Requirement. Reproduce every item below word for word, without changing or omitting anything.

* Begin *

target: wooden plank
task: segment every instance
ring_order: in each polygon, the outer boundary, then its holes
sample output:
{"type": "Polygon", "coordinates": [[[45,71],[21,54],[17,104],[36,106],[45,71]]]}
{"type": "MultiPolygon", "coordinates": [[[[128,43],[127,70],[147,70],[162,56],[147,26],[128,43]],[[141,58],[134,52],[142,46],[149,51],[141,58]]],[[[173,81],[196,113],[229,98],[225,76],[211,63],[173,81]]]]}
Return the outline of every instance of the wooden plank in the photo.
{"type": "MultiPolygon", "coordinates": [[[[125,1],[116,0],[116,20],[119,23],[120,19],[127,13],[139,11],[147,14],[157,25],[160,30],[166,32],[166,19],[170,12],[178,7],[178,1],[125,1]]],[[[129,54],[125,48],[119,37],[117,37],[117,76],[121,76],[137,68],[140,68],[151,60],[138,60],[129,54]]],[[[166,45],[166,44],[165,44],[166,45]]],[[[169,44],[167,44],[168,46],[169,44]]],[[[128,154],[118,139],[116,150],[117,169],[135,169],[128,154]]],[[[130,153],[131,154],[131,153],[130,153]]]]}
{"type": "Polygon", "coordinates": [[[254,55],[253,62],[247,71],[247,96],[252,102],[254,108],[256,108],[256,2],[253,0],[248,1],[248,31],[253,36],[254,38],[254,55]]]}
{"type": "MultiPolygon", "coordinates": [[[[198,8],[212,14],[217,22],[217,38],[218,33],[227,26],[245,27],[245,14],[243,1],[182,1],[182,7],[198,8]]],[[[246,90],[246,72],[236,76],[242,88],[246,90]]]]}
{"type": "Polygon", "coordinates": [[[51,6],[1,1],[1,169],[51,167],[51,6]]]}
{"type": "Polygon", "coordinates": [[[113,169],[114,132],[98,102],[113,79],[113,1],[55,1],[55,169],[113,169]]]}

* End *

Answer below.
target: wooden plank
task: segment every instance
ring_order: in each polygon, the outer boundary, then its holes
sample output:
{"type": "Polygon", "coordinates": [[[45,71],[21,54],[17,104],[36,106],[45,71]]]}
{"type": "MultiPolygon", "coordinates": [[[[128,43],[127,70],[147,70],[162,56],[147,26],[128,43]],[[141,58],[134,52],[142,46],[149,51],[141,58]]],[[[173,81],[196,113],[229,98],[225,76],[211,63],[173,81]]]]}
Return the outline of every instance of the wooden plank in the photo.
{"type": "MultiPolygon", "coordinates": [[[[125,1],[116,0],[116,20],[119,23],[120,19],[127,13],[139,11],[147,14],[157,25],[160,30],[166,32],[166,19],[170,12],[178,7],[178,1],[125,1]]],[[[129,54],[125,48],[119,37],[117,37],[117,76],[121,76],[137,68],[140,68],[151,60],[138,60],[129,54]]],[[[166,45],[166,44],[165,44],[166,45]]],[[[169,44],[167,44],[168,46],[169,44]]],[[[128,154],[118,139],[116,150],[117,169],[135,169],[128,154]]],[[[130,153],[131,154],[131,153],[130,153]]]]}
{"type": "Polygon", "coordinates": [[[254,55],[253,62],[247,71],[247,96],[252,102],[254,108],[256,108],[256,2],[253,0],[248,1],[248,31],[253,36],[254,38],[254,55]]]}
{"type": "MultiPolygon", "coordinates": [[[[198,8],[212,14],[217,22],[217,38],[218,33],[227,26],[245,27],[245,14],[243,1],[182,1],[182,7],[198,8]]],[[[246,90],[246,72],[236,76],[242,88],[246,90]]]]}
{"type": "Polygon", "coordinates": [[[51,6],[1,1],[1,169],[51,167],[51,6]]]}
{"type": "Polygon", "coordinates": [[[113,169],[114,132],[98,102],[113,79],[113,1],[55,1],[55,169],[113,169]]]}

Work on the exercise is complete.